* To be done:
Copy the lines from the first one up to and including the line with "column 82, row 5", substituting "cloudy sky" for "overcast sky" and changing nothing else.

(Coordinate labeling data)

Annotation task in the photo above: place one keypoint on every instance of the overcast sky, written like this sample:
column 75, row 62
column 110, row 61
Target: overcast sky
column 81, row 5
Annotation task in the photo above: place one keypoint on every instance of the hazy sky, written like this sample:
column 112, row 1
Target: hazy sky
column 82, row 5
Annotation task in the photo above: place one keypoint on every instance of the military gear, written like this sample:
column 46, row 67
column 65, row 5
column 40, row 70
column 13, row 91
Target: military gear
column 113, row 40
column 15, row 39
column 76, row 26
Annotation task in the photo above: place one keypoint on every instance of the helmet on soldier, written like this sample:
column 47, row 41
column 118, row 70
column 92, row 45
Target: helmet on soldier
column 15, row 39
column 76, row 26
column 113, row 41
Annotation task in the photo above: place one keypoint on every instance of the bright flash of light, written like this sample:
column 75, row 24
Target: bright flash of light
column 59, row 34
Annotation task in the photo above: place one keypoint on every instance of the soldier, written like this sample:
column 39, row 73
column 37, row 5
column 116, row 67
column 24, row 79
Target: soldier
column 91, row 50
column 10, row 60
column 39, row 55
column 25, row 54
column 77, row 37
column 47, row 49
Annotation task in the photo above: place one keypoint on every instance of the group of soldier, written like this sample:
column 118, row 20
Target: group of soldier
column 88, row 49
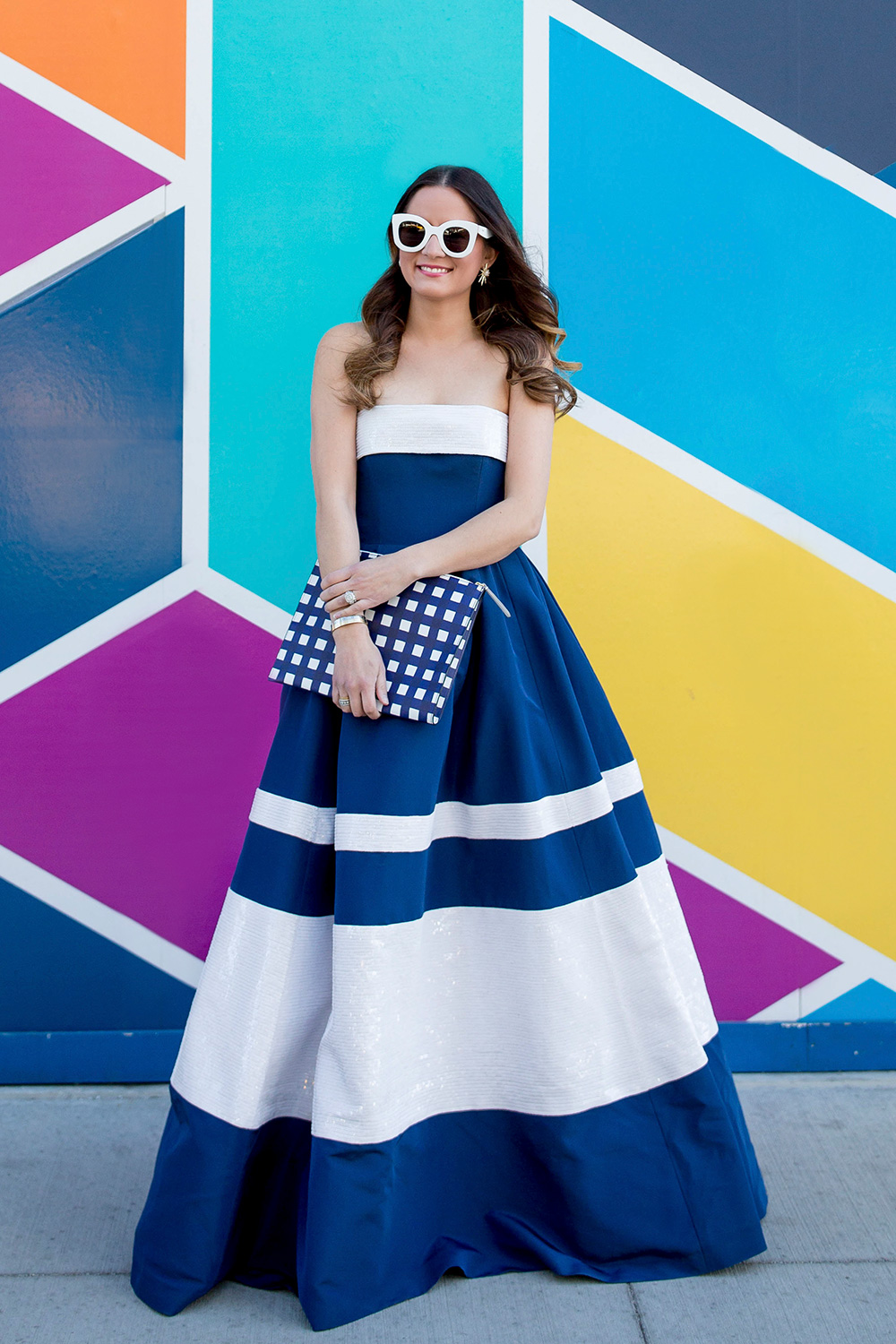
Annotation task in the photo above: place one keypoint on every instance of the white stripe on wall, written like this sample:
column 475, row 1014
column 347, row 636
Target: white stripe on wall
column 381, row 833
column 546, row 1012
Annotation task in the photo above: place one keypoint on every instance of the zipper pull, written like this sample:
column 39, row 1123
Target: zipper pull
column 493, row 596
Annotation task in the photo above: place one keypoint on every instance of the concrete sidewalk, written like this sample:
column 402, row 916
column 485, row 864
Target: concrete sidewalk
column 75, row 1166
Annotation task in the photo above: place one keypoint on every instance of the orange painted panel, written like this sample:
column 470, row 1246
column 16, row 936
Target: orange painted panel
column 128, row 58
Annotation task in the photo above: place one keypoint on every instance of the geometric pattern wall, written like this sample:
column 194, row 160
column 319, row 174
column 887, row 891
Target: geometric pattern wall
column 729, row 470
column 727, row 473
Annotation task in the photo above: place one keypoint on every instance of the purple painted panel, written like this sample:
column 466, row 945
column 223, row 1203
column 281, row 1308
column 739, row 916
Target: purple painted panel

* Complete output:
Annotation task in the photo above: place one keypoint on every instance of the cloudy sky, written like this sample:
column 75, row 62
column 110, row 61
Target: cloudy sky
column 81, row 5
Annotation task in the photo above: place one keypoint on every instance of the hazy sky, written like this sample:
column 112, row 1
Target: hazy sky
column 82, row 5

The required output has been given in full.